This February, Woolworth's UK incited parental ire with an infelicitously named girl's bedroom set: the Lolita Midsleeper Combi. A spokesperson said, "... the staff had never heard of Lolita. ... We had to look it up on Wikipedia. But we certainly know who she is now."

That's the kind of dumb that makes headlines. Even if you've never had the exquisite pleasure of reading Vladimir Nabokov's Lolita, you know its notorious plot: Middle-aged Humbert Humbert is besotted by his 12-year-old stepdaughter, the "nymphet" Dolores Haze. Lolita is one of those rare titles that has been promoted to a term.

Lolita is not just a love story. It is also a jailhouse confession, a picaresque road trip, a parody of the "Freudian voodoo" Nabokov detested, an intricately plotted murder mystery and an impassioned love letter to the U.S. landscape and language. The prose is exuberant and erudite, cantering and bantering, jam-packed with spot-on mimicry and delectable wordplay, as Nabokov revels in his prodigious adopted vocabulary. Uproariously funny and heart-smashingly sad, Lolita is a virtuoso performance, one that leaves other 20th century novels choking on its gorgeous dust.

Humbert and his Lo share one trait with their creator; all three are aesthetes, living through the lens of art. Hum fancies himself a mad poet, and salts his testimony with literary allusions, often to Poe, a fellow ill-fated nympholept. Lolita, much to her dreadful mother Charlotte's chagrin, acts like a starlet.

Lolita is immersed in pop culture, a consummate consumer, "glad as an ad." While Humbert dandles her on his lap, aflame with polysyllabic ecstasies, she reads the funnies. As they tear from tourist trap to tourist trap, he plies her with movies, magazines, clothes and junk food: "To think that between a Hamburger and a Humburger, she would - invariably, with icy precision - plump for the former. There is nothing more atrociously cruel than an adored child."

Here we see some of the rot that lumbers through Humbert's veins. Humbert is vile, a hunk of "movieland manhood" concealing a cesspool of despoiling lust. Clare Quilty, the playwright who is Humbert's debauched doppelganger and romantic rival, is even worse. But when Hum beseeches Lo, now the worn and pregnant Mrs. Dolly Schiller, to quit her shabby little life and run away with him again, she says she'd sooner return to Q and his more florid perversions. Humbert may look like a celebrity, but Quilty is one.

Why write such a beautiful book about such reprehensible people? Nabokov's reading of Madame Bovary offers us a crucial clue. He quotes a passage in which Flaubert lists clichés from the trashy romantic novels Emma Bovary adores. The subject matter may be vulgar and repulsive, Nabokov writes, but Flaubert's composition is balanced and modulated. He declares, "This is style. This is art. This is the only thing that really matters in books."

MATERIAL:
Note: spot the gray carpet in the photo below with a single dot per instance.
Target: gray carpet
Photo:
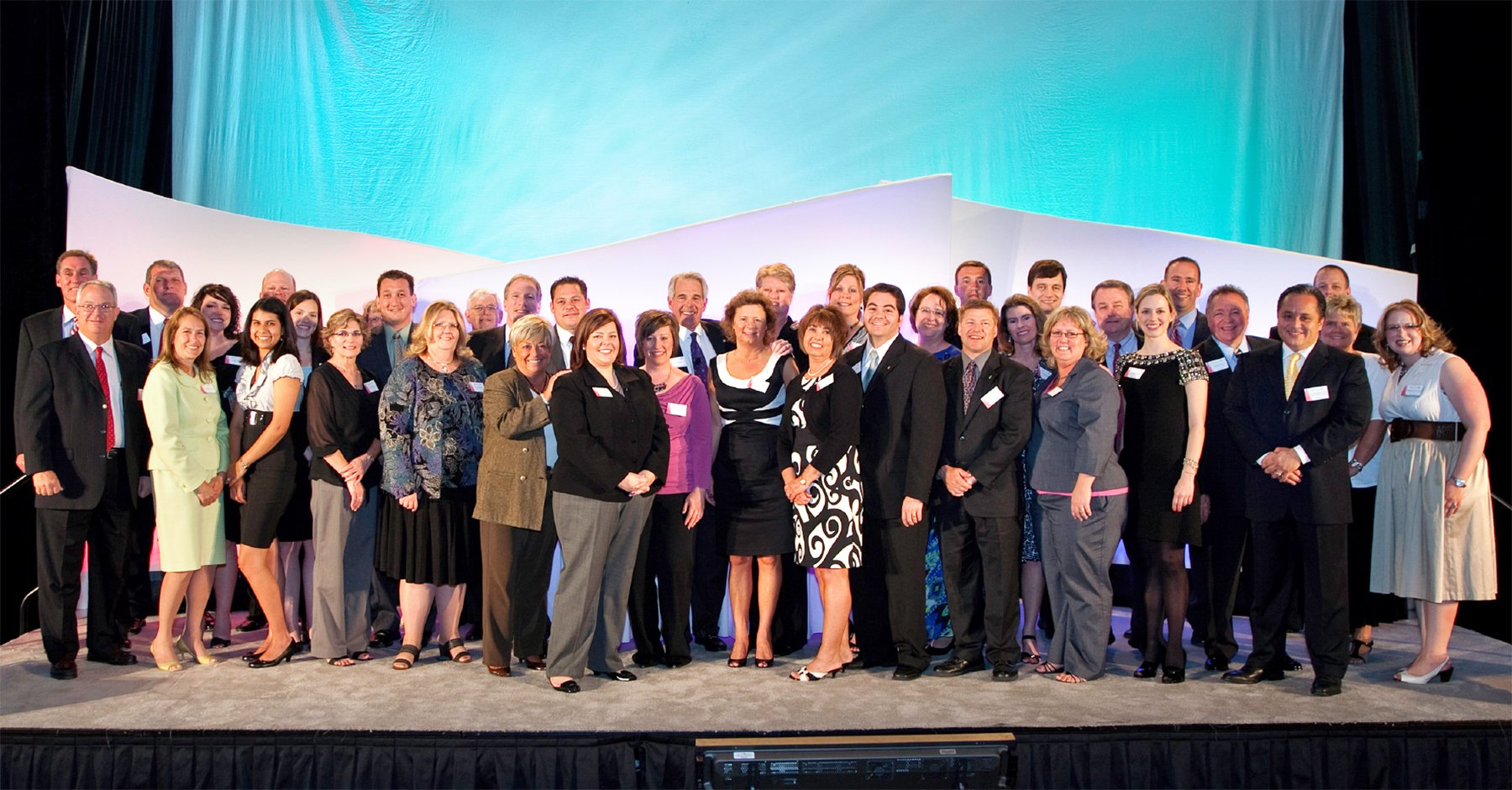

...

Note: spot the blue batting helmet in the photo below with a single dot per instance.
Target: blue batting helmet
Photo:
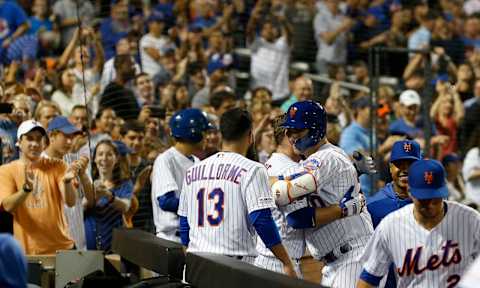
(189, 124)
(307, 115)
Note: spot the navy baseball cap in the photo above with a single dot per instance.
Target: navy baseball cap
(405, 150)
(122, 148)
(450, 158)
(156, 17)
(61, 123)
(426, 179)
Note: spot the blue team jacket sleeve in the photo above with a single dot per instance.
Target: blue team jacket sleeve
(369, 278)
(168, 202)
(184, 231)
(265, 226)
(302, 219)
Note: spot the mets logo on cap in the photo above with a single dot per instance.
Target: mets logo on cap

LIST OF TASKS:
(A) Edit the stretch of the Lolita review from "That's the kind" through "promoted to a term.", replacing "notorious" with "infamous".
(B) In one to three sentences, explain the clue the Lolita review draws from Nabokov's reading of Madame Bovary for why he wrote such a beautiful book about such reprehensible people.
(C) Extend the review of Nabokov's Lolita, picking up after its final sentence.
The records are separate material and are not connected to the review of Nabokov's Lolita.

RESULTS OF THE TASKS:
(A)
That's the kind of dumb that makes headlines. Even if you've never had the exquisite pleasure of reading Vladimir Nabokov's Lolita, you know its infamous plot: Middle-aged Humbert Humbert is besotted by his 12-year-old stepdaughter, the "nymphet" Dolores Haze. Lolita is one of those rare titles that has been promoted to a term.

(B) Nabokov quotes a passage in which Flaubert lists clichés from the trashy romantic novels Emma Bovary adores. He writes that although the subject matter may be vulgar and repulsive, Flaubert's composition is balanced and modulated. He declares that this style, this art, is the only thing that really matters in books.

(C)
Nabokov argued that the worst kind of reader was one who identified with the characters, a type of reading all too common now, in the age of the me-me-me-moir.

Humbert is a gauntlet hurled at bad readers, a perfectly executed prank. Those who read in search of their boring selves, or insipid values, are totally stymied by Nabokov's meticulous portrait of a vain, selfish "pentapod monster." Want to punch yourself in the brain? Read one-star Amazon reviews for Lolita. Some people hate "pretension" almost as much as pedophilia: words too big, girl too little, bad book, bad man. Adolf Eichmann too found the book "unwholesome."

Whenever the public collapsed Nabokov and Humbert, their inability to understand how art works offended him far more than their absurd allegations of pedophilia. He said, "To call a story a true story is an insult to both art and truth. Every great writer is a great deceiver, but so is that arch-cheat Nature."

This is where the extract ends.